◆ Opdrachten ◆
1. Op welke hoogte groeien sequoia's volgens de tekst over sequoia's doorgaans?
2. Neem uit de tekst over sequoia's letterlijk alles over, van "Sequoia's groeien in" tot en met "om te ontkiemen.".

◆ Aangeleverde tekst ◆
┌──
Sequoia's groeien in deze wereld alleen op de westelijke hellingen van de Sierra Nevada in Californië en dan in het algemeen op een hoogte tussen de 1500 en 2100 meter. Ze zijn bestand tegen insecten en vuur. Bosbranden zijn zelfs essentieel voor de voortplanting van de bomen. Door de hitte van de vlammen drogen de vruchten (soort denneappels) en laten ze hun zaden vallen. Door het vuur is dan tevens al het dorre hout onder de boom verbrand wat een vruchtbare bodem biedt voor de jonge zaden om te ontkiemen.
└──
◆ Aangeleverd materiaal ◆
┌──
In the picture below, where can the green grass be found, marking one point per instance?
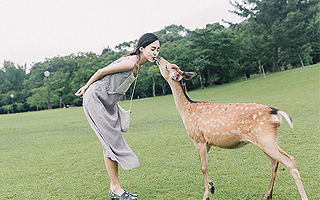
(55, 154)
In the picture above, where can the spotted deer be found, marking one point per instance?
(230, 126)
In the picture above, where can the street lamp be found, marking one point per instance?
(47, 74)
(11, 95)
└──
┌──
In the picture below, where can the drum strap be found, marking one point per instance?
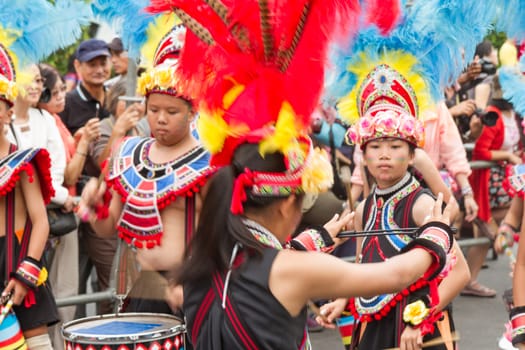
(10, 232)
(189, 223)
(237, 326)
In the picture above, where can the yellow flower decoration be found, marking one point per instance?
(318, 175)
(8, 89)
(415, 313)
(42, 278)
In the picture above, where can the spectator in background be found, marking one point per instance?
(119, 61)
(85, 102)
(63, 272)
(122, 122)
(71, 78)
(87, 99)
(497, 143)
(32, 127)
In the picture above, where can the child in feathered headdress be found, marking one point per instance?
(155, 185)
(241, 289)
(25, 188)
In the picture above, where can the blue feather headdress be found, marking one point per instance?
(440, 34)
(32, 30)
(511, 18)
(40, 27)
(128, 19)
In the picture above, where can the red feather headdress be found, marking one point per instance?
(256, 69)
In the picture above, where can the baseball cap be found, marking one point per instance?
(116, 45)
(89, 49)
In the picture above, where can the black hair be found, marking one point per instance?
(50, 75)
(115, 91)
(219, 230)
└──
┌──
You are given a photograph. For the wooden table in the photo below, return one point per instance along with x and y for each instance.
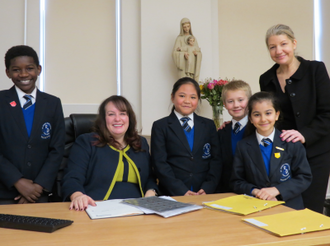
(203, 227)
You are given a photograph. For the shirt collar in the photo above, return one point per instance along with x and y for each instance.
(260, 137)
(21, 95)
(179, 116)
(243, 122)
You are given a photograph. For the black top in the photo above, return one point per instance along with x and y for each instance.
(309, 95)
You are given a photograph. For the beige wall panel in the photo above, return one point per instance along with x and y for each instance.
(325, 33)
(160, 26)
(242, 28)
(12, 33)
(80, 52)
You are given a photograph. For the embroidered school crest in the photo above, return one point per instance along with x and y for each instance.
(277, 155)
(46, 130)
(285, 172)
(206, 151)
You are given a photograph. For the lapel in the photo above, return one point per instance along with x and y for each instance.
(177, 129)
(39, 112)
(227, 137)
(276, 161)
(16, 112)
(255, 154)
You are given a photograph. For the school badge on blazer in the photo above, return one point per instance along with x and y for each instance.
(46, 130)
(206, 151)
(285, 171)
└──
◆ Eindresultaten ◆
1. Tussen de 1500 en 2100 meter.

2.
Sequoia's groeien in deze wereld alleen op de westelijke hellingen van de Sierra Nevada in Californië en dan in het algemeen op een hoogte tussen de 1500 en 2100 meter. Ze zijn bestand tegen insecten en vuur. Bosbranden zijn zelfs essentieel voor de voortplanting van de bomen. Door de hitte van de vlammen drogen de vruchten (soort denneappels) en laten ze hun zaden vallen. Door het vuur is dan tevens al het dorre hout onder de boom verbrand wat een vruchtbare bodem biedt voor de jonge zaden om te ontkiemen.